Stated problem: Below are records; reproduce exactly the lines from the one containing "Every instance of the wooden" through the end, both included, and only those.

Records for this task:
------------------------------------------------
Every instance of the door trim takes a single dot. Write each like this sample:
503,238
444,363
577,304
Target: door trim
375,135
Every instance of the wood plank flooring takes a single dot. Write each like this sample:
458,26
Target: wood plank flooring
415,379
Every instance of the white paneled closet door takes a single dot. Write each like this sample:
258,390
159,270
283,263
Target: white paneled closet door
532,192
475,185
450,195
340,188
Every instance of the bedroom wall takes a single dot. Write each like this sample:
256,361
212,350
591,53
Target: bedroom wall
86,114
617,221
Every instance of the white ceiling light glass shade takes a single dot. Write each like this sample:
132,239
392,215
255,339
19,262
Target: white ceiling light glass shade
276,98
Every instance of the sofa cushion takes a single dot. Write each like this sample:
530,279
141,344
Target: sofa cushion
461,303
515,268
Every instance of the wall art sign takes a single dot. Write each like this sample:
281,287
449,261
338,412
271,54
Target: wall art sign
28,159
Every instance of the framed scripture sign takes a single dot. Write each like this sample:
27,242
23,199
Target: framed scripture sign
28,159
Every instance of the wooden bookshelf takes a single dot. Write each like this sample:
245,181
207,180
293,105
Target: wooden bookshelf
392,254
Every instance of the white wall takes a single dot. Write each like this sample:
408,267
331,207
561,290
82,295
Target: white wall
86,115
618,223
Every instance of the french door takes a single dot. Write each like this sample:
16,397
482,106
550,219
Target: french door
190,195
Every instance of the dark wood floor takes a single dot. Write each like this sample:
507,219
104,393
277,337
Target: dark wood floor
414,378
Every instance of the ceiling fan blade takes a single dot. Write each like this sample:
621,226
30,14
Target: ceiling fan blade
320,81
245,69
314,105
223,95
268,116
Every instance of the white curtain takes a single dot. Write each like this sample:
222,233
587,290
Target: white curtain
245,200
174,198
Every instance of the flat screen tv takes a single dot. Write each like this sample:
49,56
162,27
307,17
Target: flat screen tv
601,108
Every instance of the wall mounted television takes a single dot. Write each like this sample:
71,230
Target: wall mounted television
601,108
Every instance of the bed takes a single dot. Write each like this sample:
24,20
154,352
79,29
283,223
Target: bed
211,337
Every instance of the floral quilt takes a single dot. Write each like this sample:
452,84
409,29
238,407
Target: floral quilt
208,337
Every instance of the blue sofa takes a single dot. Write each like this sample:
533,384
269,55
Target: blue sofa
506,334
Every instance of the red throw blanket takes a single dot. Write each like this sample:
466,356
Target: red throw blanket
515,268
------------------------------------------------
Task answer:
Every instance of the wooden bookshelf takes a single dot. Write each like this sample:
245,181
207,180
293,105
Target: wooden bookshelf
392,254
Every instance of the white wall takes a single dot. Write each like this sample:
408,267
331,207
561,290
82,295
Target: white wall
86,115
618,223
Every instance of the french door takes a single dot. Write each like this sample:
16,397
482,106
550,219
Target: french door
190,195
Every instance of the dark wood floor takes a single dot. Write each like this sample:
507,219
104,393
277,337
Target: dark wood floor
414,378
Every instance of the ceiling fan blade takes a single dot. Write each like this sample:
621,226
30,14
Target: ceiling fan blade
320,81
245,69
314,105
223,95
268,116
Every instance of the white curtain takes a single dot. Write each like this sample:
222,233
587,290
Target: white curtain
245,200
174,198
Every instance of the flat screen tv takes a single dot. Write each like this sample:
49,56
162,27
307,17
Target: flat screen tv
601,108
Every instance of the wall mounted television takes a single dot. Write each like this sample:
71,230
Target: wall mounted television
601,108
Every instance of the bed takes a single dot. Write each like this sample:
24,20
154,352
79,29
283,223
Target: bed
211,337
Every instance of the floral quilt takes a single dot. Write each like this sample:
452,84
409,29
238,407
Target: floral quilt
208,337
Every instance of the blue sofa takes a single dot. Write each like this sample:
533,384
269,55
Target: blue sofa
506,334
Every instance of the red throw blanket takes a single dot. Write each like this sample:
466,356
Target: red throw blanket
515,268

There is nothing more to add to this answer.